» **Text passage**
-*-*-
A combination process was developed including sequence batch reactor (SBR), coagulation, Fenton oxidation, and biological aerated filtering (BAF) in series. A total reduction of COD (98.4%), BOD5 (99.1%), NH4-N (99.3%), TP (99.3%), SS (91.8%), turbidity (99.2%) and color (99.6%) achieved in the final BAF effluent (Wu et al. 2011).
Cassano et al (Cassano et al. 2011), investigated the treatment of medium age landfill leachate by employing several set ups including a sequencing batch biofilter granular reactor (SBBGR) step, with or without ozone enhancement, followed or not by a polishing stage with solar photo-Fenton (SphF).
The objectives of the investigation were to compare different treatment strategies in order to achieve the lowest operating cost and to reduce the toxicity of the final effluent, evaluated by three different tests (respirometry, Vibrio fischeri and Lepidium sativum phytotoxicity). These objectives were addressed for two different target COD values, namely 160 and 500 mg/L, to be met in the final effluent for disposing of to water bodies and to sewers, respectively, requested by Italian environmental regulation.
-*-*-
[Dataset entries]
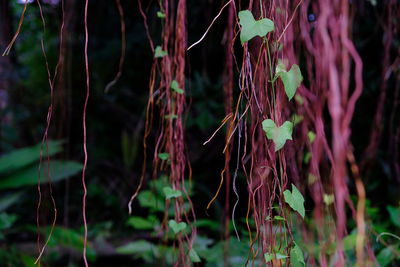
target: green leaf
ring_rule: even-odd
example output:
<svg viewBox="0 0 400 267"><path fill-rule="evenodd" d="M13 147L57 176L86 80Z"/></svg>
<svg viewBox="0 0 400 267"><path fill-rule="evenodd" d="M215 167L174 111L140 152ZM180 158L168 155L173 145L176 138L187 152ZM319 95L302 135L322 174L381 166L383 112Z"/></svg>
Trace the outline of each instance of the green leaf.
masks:
<svg viewBox="0 0 400 267"><path fill-rule="evenodd" d="M281 254L281 253L269 253L269 252L267 252L267 253L265 253L264 254L264 260L265 260L265 262L270 262L270 261L272 261L273 259L277 259L277 260L283 260L283 259L286 259L286 258L288 258L288 256L286 256L286 255L284 255L284 254Z"/></svg>
<svg viewBox="0 0 400 267"><path fill-rule="evenodd" d="M139 240L135 242L128 243L124 246L116 248L119 254L137 254L144 252L151 252L155 246L145 240Z"/></svg>
<svg viewBox="0 0 400 267"><path fill-rule="evenodd" d="M154 228L153 222L149 221L148 219L136 216L130 217L126 224L139 230L152 230Z"/></svg>
<svg viewBox="0 0 400 267"><path fill-rule="evenodd" d="M289 206L297 211L301 217L305 216L305 209L304 209L304 198L303 195L300 193L300 191L297 189L297 187L292 184L292 192L289 190L285 190L283 192L283 196L285 198L285 202L289 204Z"/></svg>
<svg viewBox="0 0 400 267"><path fill-rule="evenodd" d="M157 17L160 19L165 19L165 13L161 12L161 11L157 11Z"/></svg>
<svg viewBox="0 0 400 267"><path fill-rule="evenodd" d="M182 196L182 192L179 190L174 190L169 186L166 186L163 188L163 192L165 195L165 199L170 199L170 198L177 198Z"/></svg>
<svg viewBox="0 0 400 267"><path fill-rule="evenodd" d="M400 207L387 206L386 209L389 212L392 223L400 227Z"/></svg>
<svg viewBox="0 0 400 267"><path fill-rule="evenodd" d="M189 251L189 257L190 257L190 260L191 260L192 262L201 262L201 259L200 259L200 257L199 257L199 254L197 254L197 252L196 252L196 250L194 250L194 248L192 248L192 249Z"/></svg>
<svg viewBox="0 0 400 267"><path fill-rule="evenodd" d="M172 231L174 231L175 234L182 232L186 229L187 226L185 222L177 223L175 220L169 220L168 225L169 227L171 227Z"/></svg>
<svg viewBox="0 0 400 267"><path fill-rule="evenodd" d="M239 23L242 26L240 31L240 41L244 44L256 36L264 37L267 33L274 30L274 22L270 19L255 20L249 10L239 12Z"/></svg>
<svg viewBox="0 0 400 267"><path fill-rule="evenodd" d="M352 233L350 235L345 236L345 238L343 238L344 251L354 250L356 248L356 244L357 244L357 234L356 233Z"/></svg>
<svg viewBox="0 0 400 267"><path fill-rule="evenodd" d="M293 64L290 70L286 71L285 65L283 63L279 63L276 66L275 73L276 76L281 78L283 86L285 87L285 93L290 101L295 95L297 88L303 81L300 67L297 64Z"/></svg>
<svg viewBox="0 0 400 267"><path fill-rule="evenodd" d="M158 154L158 157L159 157L161 160L167 160L167 159L169 158L169 154L168 154L168 153L159 153L159 154Z"/></svg>
<svg viewBox="0 0 400 267"><path fill-rule="evenodd" d="M183 94L184 91L179 87L179 84L176 80L171 82L171 89L177 92L178 94Z"/></svg>
<svg viewBox="0 0 400 267"><path fill-rule="evenodd" d="M305 266L303 251L301 251L300 247L294 243L294 247L290 250L290 262L293 267L302 267Z"/></svg>
<svg viewBox="0 0 400 267"><path fill-rule="evenodd" d="M62 141L48 141L42 148L42 157L53 156L62 151ZM42 144L14 150L0 157L0 173L15 171L39 161Z"/></svg>
<svg viewBox="0 0 400 267"><path fill-rule="evenodd" d="M47 183L47 164L50 164L51 181L58 182L73 176L82 170L82 164L74 161L51 160L43 162L40 182ZM36 185L38 182L38 166L33 166L0 180L0 189L18 188Z"/></svg>
<svg viewBox="0 0 400 267"><path fill-rule="evenodd" d="M335 195L334 194L324 194L324 203L325 205L329 206L335 202Z"/></svg>
<svg viewBox="0 0 400 267"><path fill-rule="evenodd" d="M283 259L289 258L288 256L281 254L281 253L276 253L275 255L276 255L275 258L277 260L283 260Z"/></svg>
<svg viewBox="0 0 400 267"><path fill-rule="evenodd" d="M292 140L293 123L285 121L277 127L273 120L267 119L262 122L262 127L268 139L272 139L275 144L275 151L281 149L286 140Z"/></svg>
<svg viewBox="0 0 400 267"><path fill-rule="evenodd" d="M168 55L167 51L162 50L161 46L156 46L156 49L154 50L154 57L155 58L162 58Z"/></svg>
<svg viewBox="0 0 400 267"><path fill-rule="evenodd" d="M272 261L273 259L274 259L274 254L269 253L269 252L267 252L267 253L264 254L264 260L265 260L265 262L270 262L270 261Z"/></svg>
-*-*-
» **Exercises to complete**
1. Copy the passage on landfill leachate treatment from "A combination process" up to and including "et al. 2011).".
2. Answer these questions using the passage on landfill leachate treatment:
(a) What percentage reduction in COD was achieved in the final BAF effluent?
(b) What age of landfill leachate did Cassano et al. treat?
(c) What target COD value applied to effluent disposed of to sewers?
3. List every parameter for which the passage on landfill leachate treatment gives a total reduction in the final BAF effluent.

» **Responses by task**
1.
A combination process was developed including sequence batch reactor (SBR), coagulation, Fenton oxidation, and biological aerated filtering (BAF) in series. A total reduction of COD (98.4%), BOD5 (99.1%), NH4-N (99.3%), TP (99.3%), SS (91.8%), turbidity (99.2%) and color (99.6%) achieved in the final BAF effluent (Wu et al. 2011).

2.
(a) 98.4%
(b) Medium age
(c) 500 mg/L

3. COD, BOD5, NH4-N, TP, SS, turbidity, color